Written instruction A:
Answer these from the e-commerce cyber threats article:
(i) According to Digital Commerce 360, how much in e-commerce sales will the 2022 holiday season bring?
(ii) Which three methods can attackers use to exploit client-side security vulnerabilities?
(iii) When should plugins and apps receive patches?
Written instruction B: From the e-commerce cyber threats article, retype the passage between "Top Cyber Threats" and "it is secure.", inclusive.

Selected passage:
"""
Top Cyber Threats Facing E-Commerce Sites This Holiday Season

Delivering a superior customer experience is essential for any e-commerce business. For those companies, there’s a lot at stake this holiday season. According to Digital Commerce 360, nearly $1.00 of every $4.00 spent on retail purchases during the 2022 holiday season will be spent online, resulting in $224 billion in e-commerce sales. To ensure your e-commerce site is ready for the holiday rush, it’s vital to ensure it is secure.

While safety and security are top priorities for businesses of all sizes, it is essential for those who operate in the e-commerce space. To deliver the experience customers crave, many websites embed third-party solutions at every stage of the customer journey. In fact, for certain e-commerce businesses, their suite of third-party plugins is how they create and sustain a competitive advantage.

Yet many e-commerce sites are inherently insecure and vulnerable to attack due to their reliance on untrustworthy third-party solutions. Consequently, client-side security is a weak point for many e-commerce sites, allowing security incidents to occur directly in the browser without the customer realizing it.

Attackers can take advantage of security vulnerabilities on the client side via e-skimming, formjacking, or cross-site scripting. These attacks can compromise customer data, such as credit card numbers, personal information, and login credentials. They can also sometimes lead to financial loss for the e-commerce business and potential regulatory compliance violations.

When an attack involves e-skimming, cybercriminals insert code to skim data from a page that processes a customer’s credit card data. Since this attack occurs on the client side, e-commerce businesses cannot observe the attack firsthand and react quickly.

Many e-commerce sites rely heavily on forms to gather customer data. Formjacking inserts an attacker between the merchant, allowing the attacker to access and record any data that a customer shares via a compromised form.

Cross-site scripting embeds malicious code on the client side. The code runs when a customer visits the site, allowing the attacker to gather the customer’s personal, financial, and session data.

The proliferation of insecure third-party apps and the inability to observe an attack perpetrated via the client side provides attackers with enticing targets to exploit. The fact that attackers use security weaknesses in third-party plugins and not the e-commerce site itself means little, if anything, to an individual who is victimized. Since the attack took place via the website, for most customers, the responsibility for securing the interaction rests with the site owner.

To improve client-side security, e-commerce companies should minimize their reliance on third-party code without impacting the user experience. Deploying well-known third-party solutions with a commitment to security can also help. And, as with every type of software, plugins and apps should receive patches as soon as they become available.

Additionally, simulating cyberattacks that target the e-commerce company’s website can uncover potential attack vectors before criminals can exploit them. Deploying additional layers of customer authentication can add critical layers of security and make it harder for an attacker to compromise a session.
"""
Given data:
"""
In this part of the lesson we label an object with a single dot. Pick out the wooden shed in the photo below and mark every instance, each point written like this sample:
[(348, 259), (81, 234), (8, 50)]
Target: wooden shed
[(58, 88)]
"""
Output A:
(i) $224 billion.
(ii) E-skimming, formjacking, and cross-site scripting.
(iii) As soon as they become available.

Output B:
Top Cyber Threats Facing E-Commerce Sites This Holiday Season

Delivering a superior customer experience is essential for any e-commerce business. For those companies, there’s a lot at stake this holiday season. According to Digital Commerce 360, nearly $1.00 of every $4.00 spent on retail purchases during the 2022 holiday season will be spent online, resulting in $224 billion in e-commerce sales. To ensure your e-commerce site is ready for the holiday rush, it’s vital to ensure it is secure.